# TASK MATERIAL

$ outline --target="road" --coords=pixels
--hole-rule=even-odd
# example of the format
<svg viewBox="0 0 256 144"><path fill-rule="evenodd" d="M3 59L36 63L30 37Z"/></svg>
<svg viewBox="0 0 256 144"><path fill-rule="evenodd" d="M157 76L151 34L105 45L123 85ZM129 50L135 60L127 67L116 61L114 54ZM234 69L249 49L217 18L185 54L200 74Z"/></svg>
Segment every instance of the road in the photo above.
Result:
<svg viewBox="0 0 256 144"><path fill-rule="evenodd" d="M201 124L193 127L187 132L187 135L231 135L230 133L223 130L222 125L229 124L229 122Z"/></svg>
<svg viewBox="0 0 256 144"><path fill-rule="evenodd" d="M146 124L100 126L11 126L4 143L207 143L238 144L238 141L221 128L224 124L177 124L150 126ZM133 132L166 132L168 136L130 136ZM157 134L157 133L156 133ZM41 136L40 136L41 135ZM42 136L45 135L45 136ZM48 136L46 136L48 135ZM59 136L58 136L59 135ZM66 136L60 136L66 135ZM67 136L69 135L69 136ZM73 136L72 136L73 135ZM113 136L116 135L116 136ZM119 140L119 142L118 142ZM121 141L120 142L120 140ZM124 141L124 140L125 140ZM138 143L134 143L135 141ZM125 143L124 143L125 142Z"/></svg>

# WHAT YOU NEED TO DO
Print every one of the records above again, character for character.

# WRITTEN SOLUTION
$ outline --target="road" --coords=pixels
--hole-rule=even-odd
# example of the format
<svg viewBox="0 0 256 144"><path fill-rule="evenodd" d="M3 59L36 63L30 37Z"/></svg>
<svg viewBox="0 0 256 144"><path fill-rule="evenodd" d="M157 76L151 34L105 45L123 85ZM129 50L135 60L127 67L116 61L114 54ZM234 69L249 49L217 18L185 54L200 74Z"/></svg>
Segment every instance of the road in the photo above.
Result:
<svg viewBox="0 0 256 144"><path fill-rule="evenodd" d="M201 124L193 127L187 132L187 135L231 135L230 133L223 130L222 125L229 124L229 122Z"/></svg>
<svg viewBox="0 0 256 144"><path fill-rule="evenodd" d="M146 124L100 126L11 126L4 143L207 143L238 144L238 141L221 128L224 124L177 124L150 126ZM133 132L166 132L168 136L130 136ZM157 134L157 133L156 133ZM41 136L40 136L41 135ZM42 136L45 135L45 136ZM48 136L46 136L48 135ZM59 136L58 136L59 135ZM66 136L60 136L66 135ZM67 136L69 135L69 136ZM73 136L72 136L73 135ZM113 136L116 135L116 136ZM119 140L119 142L118 142ZM121 141L120 142L120 140ZM124 141L124 140L125 140ZM138 143L134 143L135 141ZM125 143L124 143L125 142Z"/></svg>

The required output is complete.